Aim »
Reproduce the whole listing below word for word, leaving out the pictures.

— Start —

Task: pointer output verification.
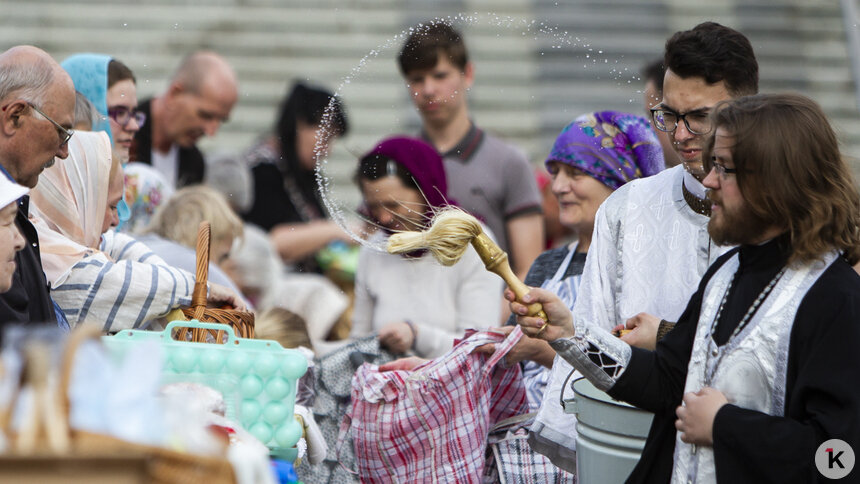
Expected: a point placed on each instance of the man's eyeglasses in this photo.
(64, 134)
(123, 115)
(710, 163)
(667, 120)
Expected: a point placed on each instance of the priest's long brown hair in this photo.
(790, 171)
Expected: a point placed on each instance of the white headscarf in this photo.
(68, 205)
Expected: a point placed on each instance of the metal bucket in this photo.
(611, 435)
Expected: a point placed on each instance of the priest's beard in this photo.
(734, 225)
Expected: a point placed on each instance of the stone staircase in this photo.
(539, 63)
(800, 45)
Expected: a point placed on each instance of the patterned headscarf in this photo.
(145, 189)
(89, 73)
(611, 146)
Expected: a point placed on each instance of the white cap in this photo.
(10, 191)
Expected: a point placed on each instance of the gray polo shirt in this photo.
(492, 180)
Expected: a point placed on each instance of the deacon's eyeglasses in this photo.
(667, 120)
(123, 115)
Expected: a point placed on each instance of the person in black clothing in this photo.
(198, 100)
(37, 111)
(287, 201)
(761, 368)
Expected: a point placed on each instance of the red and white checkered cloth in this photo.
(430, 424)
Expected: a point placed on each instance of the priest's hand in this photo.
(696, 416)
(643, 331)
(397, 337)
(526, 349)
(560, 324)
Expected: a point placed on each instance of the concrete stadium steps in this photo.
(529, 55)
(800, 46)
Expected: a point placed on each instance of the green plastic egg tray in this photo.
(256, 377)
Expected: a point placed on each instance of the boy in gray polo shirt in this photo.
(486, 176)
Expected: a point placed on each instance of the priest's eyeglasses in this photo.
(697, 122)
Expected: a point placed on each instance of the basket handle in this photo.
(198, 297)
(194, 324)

— End —

Reply »
Task: pointer output verification.
Expected: a point placed on each instance of the man's eyeglasses in this photo.
(64, 134)
(123, 115)
(710, 163)
(667, 120)
Expected: a point placed on each instance of the priest's long brown hair in this photo.
(790, 171)
Expected: a point placed on each instance of the white headscarf in this photo.
(68, 205)
Expected: a point placed on each instance of the metal bucket in this photo.
(611, 435)
Expected: a point placed on each instance of the priest's beard in this photo.
(734, 225)
Expected: a point placed on each instance of the stone staircase in this photo.
(539, 63)
(800, 45)
Expected: a point placed on each instance of the patterned headscarf in this photo.
(145, 189)
(89, 73)
(611, 146)
Expected: a point placed on each instance of the white cap in this photo.
(10, 191)
Expected: a point placed on each instance of the gray polo shirt in this photo.
(492, 180)
Expected: a point placed on each instance of the deacon's eyeglasses in this photo.
(667, 120)
(123, 115)
Expected: a point placed on each instance of the person in black clothing in this photo.
(198, 100)
(37, 111)
(287, 201)
(761, 368)
Expected: a point placed on each instance of the red and white checkered cloth in this photo.
(430, 424)
Expected: a point placed on each instance of the priest's hand in this photo.
(696, 416)
(643, 331)
(397, 337)
(526, 349)
(560, 324)
Expected: a point placed on each instance of the concrete stadium steps in this photo.
(529, 55)
(800, 46)
Expected: a point placed on each instance of the green plastic egg tray in this photo.
(256, 377)
Expected: a point placed on each instance of the boy in gray polo shirt in this photo.
(486, 176)
Expected: a point placed on each instance of the priest's eyeglasses in this photo.
(697, 122)
Expected: a point placed on each instance of the basket handle in this photo.
(198, 297)
(194, 324)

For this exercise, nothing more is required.